1)在hadoop102的/home/newbies/bin目录下创建脚本

[newbies@hadoop102 bin]$ vim dwd_base.sh

在脚本中编写如下内容

#!/bin/bash

# 定义变量方便修改
APP=gmall
hive=/opt/module/hive/bin/hive

# 如果是输入的日期按照取输入日期;如果没输入日期取当前时间的前一天
if [ -n $1 ] ;then
	log_date=$1
else 
	log_date=`date  -d "-1 day"  +%F`  
fi 

sql="
	add jar /opt/module/hive/hivefunction-1.0-SNAPSHOT.jar;

	create temporary function base_analizer as 'com.newbies.udf.BaseFieldUDF';
	create temporary function flat_analizer as 'com.newbies.udtf.EventJsonUDTF';

 	set hive.exec.dynamic.partition.mode=nonstrict;

	insert overwrite table "$APP".dwd_base_start_log 
	PARTITION (dt)

> **所给材料**:
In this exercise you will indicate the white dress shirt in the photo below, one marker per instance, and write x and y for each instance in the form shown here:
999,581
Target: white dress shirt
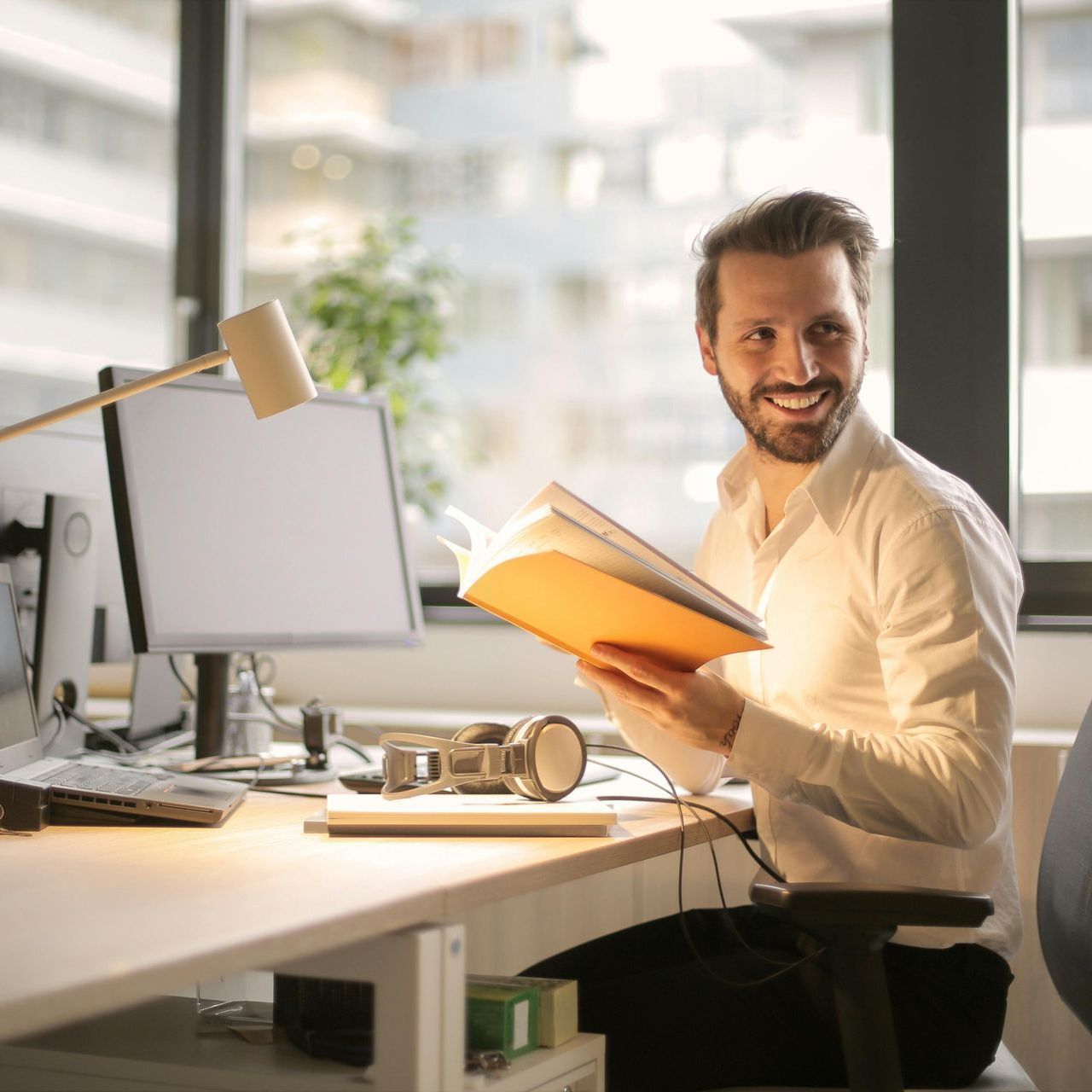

> **任务要求**:
把上面这篇 Hive 脚本说明中从“add jar /opt/module/hive/hivefunction-1.0-SNAPSHOT.jar;”起、到“PARTITION (dt)”为止（两端都包括在内）的部分一字不差地照录下来。

> **任务结果**:
add jar /opt/module/hive/hivefunction-1.0-SNAPSHOT.jar;

	create temporary function base_analizer as 'com.newbies.udf.BaseFieldUDF';
	create temporary function flat_analizer as 'com.newbies.udtf.EventJsonUDTF';

 	set hive.exec.dynamic.partition.mode=nonstrict;

	insert overwrite table "$APP".dwd_base_start_log 
	PARTITION (dt)